▸ **TASK DETAILS**
Search the material below for the word "block" and copy every line in which it occurs.

▸ **DATA PROVIDED**

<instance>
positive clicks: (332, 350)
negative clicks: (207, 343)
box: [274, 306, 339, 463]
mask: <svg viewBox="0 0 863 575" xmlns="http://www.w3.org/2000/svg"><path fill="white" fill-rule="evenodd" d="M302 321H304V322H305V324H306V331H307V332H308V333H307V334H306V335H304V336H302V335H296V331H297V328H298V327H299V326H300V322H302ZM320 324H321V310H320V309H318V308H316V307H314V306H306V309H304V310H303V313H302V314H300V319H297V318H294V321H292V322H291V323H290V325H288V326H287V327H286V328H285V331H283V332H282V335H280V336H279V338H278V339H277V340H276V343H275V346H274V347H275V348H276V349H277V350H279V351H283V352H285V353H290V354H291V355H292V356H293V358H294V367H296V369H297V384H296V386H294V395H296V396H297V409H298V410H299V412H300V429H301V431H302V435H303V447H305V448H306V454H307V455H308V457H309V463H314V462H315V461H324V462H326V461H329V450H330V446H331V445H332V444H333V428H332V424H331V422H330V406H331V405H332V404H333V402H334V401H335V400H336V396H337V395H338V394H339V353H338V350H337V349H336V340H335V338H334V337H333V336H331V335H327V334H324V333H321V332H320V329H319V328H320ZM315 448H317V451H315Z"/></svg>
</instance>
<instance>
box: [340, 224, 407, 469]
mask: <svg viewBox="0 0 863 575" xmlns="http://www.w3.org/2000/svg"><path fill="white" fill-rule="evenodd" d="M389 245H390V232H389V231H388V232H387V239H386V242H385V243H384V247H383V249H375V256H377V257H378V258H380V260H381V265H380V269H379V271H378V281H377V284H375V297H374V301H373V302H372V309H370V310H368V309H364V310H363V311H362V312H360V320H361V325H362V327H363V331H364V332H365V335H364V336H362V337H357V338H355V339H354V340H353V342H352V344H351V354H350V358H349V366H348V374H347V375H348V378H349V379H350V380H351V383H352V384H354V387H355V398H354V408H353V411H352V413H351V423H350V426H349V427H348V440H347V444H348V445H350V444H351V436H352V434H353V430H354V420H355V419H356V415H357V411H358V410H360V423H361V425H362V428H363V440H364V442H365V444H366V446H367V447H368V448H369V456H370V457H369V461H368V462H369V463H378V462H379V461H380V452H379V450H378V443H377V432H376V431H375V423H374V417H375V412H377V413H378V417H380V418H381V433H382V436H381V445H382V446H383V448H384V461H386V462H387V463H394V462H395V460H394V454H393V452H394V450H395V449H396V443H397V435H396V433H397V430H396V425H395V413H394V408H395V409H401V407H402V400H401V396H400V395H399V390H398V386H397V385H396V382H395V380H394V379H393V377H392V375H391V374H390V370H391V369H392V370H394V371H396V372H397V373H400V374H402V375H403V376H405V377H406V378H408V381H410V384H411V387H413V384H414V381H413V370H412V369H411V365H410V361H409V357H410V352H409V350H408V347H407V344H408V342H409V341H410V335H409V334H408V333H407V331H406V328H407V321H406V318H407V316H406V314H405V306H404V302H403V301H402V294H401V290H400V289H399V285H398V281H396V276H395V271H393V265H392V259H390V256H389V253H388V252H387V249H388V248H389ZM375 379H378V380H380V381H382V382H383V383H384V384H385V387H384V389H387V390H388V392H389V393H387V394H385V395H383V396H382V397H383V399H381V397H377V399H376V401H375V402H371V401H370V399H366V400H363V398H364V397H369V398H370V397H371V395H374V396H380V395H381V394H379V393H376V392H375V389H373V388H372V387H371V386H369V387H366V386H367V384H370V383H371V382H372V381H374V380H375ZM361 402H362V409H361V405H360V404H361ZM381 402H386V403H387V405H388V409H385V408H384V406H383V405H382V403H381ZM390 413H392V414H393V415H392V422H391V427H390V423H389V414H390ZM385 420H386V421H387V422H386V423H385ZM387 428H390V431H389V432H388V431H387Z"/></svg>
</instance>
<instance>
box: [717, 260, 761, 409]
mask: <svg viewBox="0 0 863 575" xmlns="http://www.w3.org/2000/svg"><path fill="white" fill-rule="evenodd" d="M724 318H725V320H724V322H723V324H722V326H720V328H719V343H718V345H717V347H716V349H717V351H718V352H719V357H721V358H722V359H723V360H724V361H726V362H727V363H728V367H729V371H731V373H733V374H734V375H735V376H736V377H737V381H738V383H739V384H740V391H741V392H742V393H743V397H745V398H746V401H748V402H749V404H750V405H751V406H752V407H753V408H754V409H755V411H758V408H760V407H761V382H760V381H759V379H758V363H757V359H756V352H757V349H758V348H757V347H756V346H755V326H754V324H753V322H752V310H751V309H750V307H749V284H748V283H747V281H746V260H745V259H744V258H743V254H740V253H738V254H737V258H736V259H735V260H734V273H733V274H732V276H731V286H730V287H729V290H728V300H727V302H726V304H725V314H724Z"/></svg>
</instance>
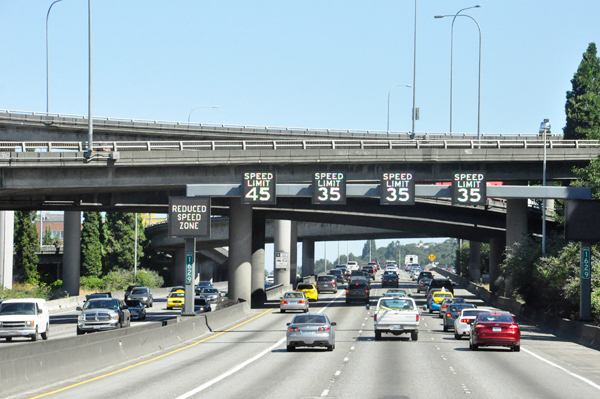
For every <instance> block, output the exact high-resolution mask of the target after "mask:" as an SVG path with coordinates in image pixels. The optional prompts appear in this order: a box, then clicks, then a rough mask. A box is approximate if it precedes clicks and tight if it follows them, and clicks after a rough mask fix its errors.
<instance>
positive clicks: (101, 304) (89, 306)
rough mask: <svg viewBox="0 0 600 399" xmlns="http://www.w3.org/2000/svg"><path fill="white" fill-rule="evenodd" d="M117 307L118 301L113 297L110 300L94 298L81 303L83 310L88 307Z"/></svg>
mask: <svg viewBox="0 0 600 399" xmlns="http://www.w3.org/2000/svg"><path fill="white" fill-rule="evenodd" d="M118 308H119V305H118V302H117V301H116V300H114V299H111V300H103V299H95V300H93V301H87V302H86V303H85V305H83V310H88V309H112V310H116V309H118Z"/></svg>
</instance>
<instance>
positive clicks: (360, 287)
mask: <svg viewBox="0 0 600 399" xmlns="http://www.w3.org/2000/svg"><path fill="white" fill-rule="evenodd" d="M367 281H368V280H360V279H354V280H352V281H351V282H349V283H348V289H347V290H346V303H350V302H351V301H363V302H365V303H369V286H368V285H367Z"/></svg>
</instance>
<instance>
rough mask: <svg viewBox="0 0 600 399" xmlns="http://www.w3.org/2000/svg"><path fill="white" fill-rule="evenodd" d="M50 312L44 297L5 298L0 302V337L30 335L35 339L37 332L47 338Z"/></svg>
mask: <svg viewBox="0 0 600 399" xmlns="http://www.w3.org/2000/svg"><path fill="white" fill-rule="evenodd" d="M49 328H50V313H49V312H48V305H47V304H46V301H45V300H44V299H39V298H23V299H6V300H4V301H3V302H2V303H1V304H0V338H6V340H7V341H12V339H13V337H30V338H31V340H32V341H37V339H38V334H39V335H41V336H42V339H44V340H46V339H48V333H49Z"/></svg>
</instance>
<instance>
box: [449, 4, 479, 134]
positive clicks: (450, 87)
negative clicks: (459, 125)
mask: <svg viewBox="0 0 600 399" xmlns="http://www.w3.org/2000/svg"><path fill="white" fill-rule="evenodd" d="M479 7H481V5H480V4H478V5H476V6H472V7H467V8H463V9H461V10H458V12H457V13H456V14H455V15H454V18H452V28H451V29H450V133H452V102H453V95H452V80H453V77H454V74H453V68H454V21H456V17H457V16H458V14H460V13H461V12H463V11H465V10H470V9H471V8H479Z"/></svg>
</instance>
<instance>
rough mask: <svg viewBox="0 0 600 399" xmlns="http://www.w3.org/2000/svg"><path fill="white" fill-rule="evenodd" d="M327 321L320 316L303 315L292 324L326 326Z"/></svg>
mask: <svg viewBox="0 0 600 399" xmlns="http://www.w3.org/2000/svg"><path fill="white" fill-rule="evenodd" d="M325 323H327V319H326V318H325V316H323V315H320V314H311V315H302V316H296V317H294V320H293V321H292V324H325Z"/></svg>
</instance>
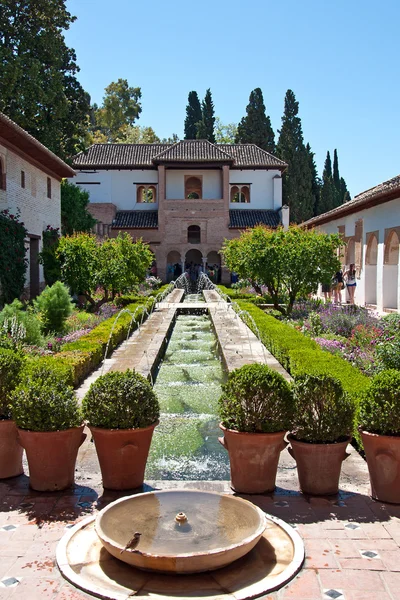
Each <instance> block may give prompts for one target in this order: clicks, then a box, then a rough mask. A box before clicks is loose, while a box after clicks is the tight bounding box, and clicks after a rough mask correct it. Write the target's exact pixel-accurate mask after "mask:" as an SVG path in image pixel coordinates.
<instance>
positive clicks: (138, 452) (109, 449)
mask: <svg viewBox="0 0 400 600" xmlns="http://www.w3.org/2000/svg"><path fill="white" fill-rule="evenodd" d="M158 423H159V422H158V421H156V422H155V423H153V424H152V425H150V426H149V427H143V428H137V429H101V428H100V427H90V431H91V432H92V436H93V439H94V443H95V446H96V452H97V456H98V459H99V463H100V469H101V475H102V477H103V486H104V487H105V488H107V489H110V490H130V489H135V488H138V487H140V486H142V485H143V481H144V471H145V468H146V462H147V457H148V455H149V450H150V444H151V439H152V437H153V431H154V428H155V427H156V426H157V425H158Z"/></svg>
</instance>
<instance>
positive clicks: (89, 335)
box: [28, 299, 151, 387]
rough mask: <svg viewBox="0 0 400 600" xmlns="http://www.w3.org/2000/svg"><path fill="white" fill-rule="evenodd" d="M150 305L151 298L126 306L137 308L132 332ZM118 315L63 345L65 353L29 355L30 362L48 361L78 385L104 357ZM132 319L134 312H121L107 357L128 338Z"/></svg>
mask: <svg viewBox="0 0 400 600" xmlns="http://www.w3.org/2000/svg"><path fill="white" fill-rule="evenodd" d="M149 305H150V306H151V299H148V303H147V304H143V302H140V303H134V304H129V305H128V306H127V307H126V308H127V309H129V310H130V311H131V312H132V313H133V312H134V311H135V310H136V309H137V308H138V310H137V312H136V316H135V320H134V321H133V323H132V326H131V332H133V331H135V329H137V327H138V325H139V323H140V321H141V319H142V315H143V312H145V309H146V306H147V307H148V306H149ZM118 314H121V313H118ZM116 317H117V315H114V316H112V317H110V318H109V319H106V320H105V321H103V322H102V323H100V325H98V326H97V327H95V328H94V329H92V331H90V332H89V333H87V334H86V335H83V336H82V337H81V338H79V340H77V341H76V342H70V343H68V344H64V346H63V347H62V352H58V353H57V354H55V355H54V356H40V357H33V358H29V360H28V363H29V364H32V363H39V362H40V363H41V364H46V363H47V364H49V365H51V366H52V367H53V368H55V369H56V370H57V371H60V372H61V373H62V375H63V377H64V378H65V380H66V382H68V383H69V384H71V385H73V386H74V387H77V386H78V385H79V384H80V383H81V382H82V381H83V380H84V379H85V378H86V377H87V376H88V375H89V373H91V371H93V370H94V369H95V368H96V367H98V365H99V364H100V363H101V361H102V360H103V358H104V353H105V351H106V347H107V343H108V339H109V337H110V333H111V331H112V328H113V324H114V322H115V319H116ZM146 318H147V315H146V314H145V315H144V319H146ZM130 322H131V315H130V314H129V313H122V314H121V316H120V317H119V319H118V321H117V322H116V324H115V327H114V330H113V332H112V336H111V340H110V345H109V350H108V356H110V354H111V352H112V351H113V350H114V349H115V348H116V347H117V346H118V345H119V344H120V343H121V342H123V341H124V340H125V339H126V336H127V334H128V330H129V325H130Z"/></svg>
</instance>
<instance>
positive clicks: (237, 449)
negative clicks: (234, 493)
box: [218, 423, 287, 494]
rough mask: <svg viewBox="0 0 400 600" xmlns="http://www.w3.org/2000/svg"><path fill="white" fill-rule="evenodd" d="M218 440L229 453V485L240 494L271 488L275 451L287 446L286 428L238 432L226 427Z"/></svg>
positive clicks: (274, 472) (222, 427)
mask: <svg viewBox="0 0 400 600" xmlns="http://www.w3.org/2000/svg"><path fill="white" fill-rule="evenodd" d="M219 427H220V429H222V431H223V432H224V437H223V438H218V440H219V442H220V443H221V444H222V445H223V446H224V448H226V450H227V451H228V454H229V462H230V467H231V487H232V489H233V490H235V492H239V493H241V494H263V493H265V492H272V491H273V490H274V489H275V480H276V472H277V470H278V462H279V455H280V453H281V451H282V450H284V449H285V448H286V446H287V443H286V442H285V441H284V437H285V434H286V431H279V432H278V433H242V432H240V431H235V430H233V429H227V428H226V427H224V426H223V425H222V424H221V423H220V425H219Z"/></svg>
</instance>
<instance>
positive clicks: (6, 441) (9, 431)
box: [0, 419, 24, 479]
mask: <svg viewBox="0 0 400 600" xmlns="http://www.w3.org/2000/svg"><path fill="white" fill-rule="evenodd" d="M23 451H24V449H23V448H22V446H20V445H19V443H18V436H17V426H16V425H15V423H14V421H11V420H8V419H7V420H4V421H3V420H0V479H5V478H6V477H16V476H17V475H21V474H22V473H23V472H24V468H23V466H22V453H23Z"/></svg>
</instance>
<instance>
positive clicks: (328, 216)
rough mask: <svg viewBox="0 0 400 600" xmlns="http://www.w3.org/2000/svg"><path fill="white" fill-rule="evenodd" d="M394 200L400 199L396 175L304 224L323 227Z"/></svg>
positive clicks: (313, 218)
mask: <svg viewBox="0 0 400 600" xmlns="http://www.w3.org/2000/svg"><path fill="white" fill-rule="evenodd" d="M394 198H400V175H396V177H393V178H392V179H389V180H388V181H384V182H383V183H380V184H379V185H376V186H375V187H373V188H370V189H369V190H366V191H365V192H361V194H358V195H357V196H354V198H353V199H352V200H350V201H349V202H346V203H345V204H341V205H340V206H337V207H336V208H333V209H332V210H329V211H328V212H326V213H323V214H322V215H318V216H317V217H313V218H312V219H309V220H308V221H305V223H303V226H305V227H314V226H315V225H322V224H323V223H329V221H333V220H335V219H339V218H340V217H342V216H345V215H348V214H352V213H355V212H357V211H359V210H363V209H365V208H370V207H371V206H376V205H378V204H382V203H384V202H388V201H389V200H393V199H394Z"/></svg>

▸ **EXERCISE ANSWER**
For every <instance> block, output the exact high-resolution mask of the target after "mask:" as an SVG path with coordinates in image pixels. The optional prompts appear in this order: a box, then clicks, then a rough mask. A box is approximate if it precedes clicks and tight if it follows them, and clicks after a rough mask fix its errors.
Each <instance> block may give prompts for one target in this order: clicks, then a box, then a rough mask. A box before clicks is loose, while a box after clicks is the tight bounding box, and clicks after a rough mask correct it. Write the target's exact pixel-accurate mask after "mask:" as an SVG path in image pixel coordinates.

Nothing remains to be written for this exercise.